_Work to do_. Extract from the Resolution 1973 text, word for word, the passage between "On the whole, Resolution" and "on responses to intrastate humanitarian crises.", inclusive.
* START Selected excerpt *
There is, however, a further interesting and potentially significant feature of Resolution 1973. This emerges not from what the resolution says but from what it omits to say. The text of Resolution 1973 makes no reference to the Libyan situation being ‘unique’ or ‘exceptional’ in nature. This stands in contrast to the earlier Somalia and Haiti resolutions. Resolution 794 specifically referred to ‘the unique character of the present situation in Somalia’. The same expression was included in Resolution 940 on Haiti, which also described the situation as being of an ‘extraordinary nature, requiring an exceptional response’. Without the inclusion of these phrases, China and other UNSC member states would not have allowed the passage of these earlier resolutions. The fact that Resolution 1973 was adopted without the need for such language may indicate that there is now less resistance to the UNSC’s authority to sanction robust responses to intrastate humanitarian crises. This development might be interpreted as part of a broader trend towards the ‘growth of Council authority, and the shrinking of domestic autonomy’ that has been underway for several decades. However, as Part IV of this article reveals, UNSC paralysis over Syria indicates that major non-Western states continue to resist this shift.
On the whole, Resolution 1973 did not break new ground in a strict legal sense. It does not alter the scope of international law’s prohibition on the use of force or support the case for a right of unilateral humanitarian intervention in the absence of UNSC authorisation. Although the adoption of Resolution 1973 surprised many observers at the time, it can in fact be seen as ‘consistent with the Security Council’s record of inconsistency’ on responses to intrastate humanitarian crises.
One of the most critical questions about the Libyan episode concerns the relationship between the UNSC’s two key resolutions and the concept of R2P. As noted in the introduction to this article, supporters of R2P were quick to proclaim that the Libyan intervention represented an important confirmation of the international community’s acceptance of the principle. However, a textual analysis of the UNSC’s resolutions on Libya does not reveal significant evidence to support that claim. Although both UNSC resolutions expressly identified Libya’s responsibility to protect its populations, it is notable that these statements appeared only in the preamble, rather than in the operative parts of the respective resolutions. Even more significantly, neither resolution mentioned the international community’s responsibility. Despite the Libyan crisis appearing to present a textbook case of a state manifestly failing to protect its population, it seems that the UNSC remained unwilling to directly acknowledge any international responsibility to protect under R2P’s third pillar. Welsh interprets this omission as an indication ‘that the latter notion [of the international community’s responsibility] was still contested by some members of the UNSC as an appropriate rationale for military action.’ This failure to expressly acknowledge any international responsibility was most likely prompted by concerns that including such a reference might imply the existence of a legal obligation to take similar action in future cases concerning mass atrocities. Given this significant omission, the UNSC’s resolutions on Libya represent, at most, only a partial endorsement of R2P.
* END Selected excerpt *
* START Data extract *
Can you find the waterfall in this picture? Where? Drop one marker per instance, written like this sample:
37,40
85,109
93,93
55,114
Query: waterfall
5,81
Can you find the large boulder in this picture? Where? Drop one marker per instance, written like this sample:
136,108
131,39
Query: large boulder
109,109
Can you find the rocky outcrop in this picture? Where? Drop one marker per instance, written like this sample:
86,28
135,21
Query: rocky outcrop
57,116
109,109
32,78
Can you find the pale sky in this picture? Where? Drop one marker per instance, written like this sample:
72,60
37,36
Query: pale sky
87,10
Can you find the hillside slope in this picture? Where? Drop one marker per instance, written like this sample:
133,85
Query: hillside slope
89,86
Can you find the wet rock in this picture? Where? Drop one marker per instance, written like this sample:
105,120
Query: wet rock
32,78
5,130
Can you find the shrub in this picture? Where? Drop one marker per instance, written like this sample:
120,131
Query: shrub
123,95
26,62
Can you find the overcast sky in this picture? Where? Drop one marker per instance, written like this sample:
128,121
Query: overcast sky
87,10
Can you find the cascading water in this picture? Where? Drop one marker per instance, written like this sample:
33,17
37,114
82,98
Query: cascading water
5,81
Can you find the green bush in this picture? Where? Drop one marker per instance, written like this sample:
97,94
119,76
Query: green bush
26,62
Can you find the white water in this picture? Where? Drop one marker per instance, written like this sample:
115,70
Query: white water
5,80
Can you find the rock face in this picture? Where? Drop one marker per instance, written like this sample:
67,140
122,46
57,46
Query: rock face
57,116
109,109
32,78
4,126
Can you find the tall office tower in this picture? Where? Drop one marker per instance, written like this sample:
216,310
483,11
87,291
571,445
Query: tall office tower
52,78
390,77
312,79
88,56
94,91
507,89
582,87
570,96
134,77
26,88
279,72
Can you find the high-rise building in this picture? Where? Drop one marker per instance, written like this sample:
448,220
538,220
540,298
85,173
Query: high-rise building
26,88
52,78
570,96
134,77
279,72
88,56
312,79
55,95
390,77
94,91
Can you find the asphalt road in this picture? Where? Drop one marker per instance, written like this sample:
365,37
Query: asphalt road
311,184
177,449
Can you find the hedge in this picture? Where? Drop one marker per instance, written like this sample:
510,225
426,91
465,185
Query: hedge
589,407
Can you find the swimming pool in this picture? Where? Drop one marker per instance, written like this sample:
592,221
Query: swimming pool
* END Data extract *
_The result_.
On the whole, Resolution 1973 did not break new ground in a strict legal sense. It does not alter the scope of international law’s prohibition on the use of force or support the case for a right of unilateral humanitarian intervention in the absence of UNSC authorisation. Although the adoption of Resolution 1973 surprised many observers at the time, it can in fact be seen as ‘consistent with the Security Council’s record of inconsistency’ on responses to intrastate humanitarian crises.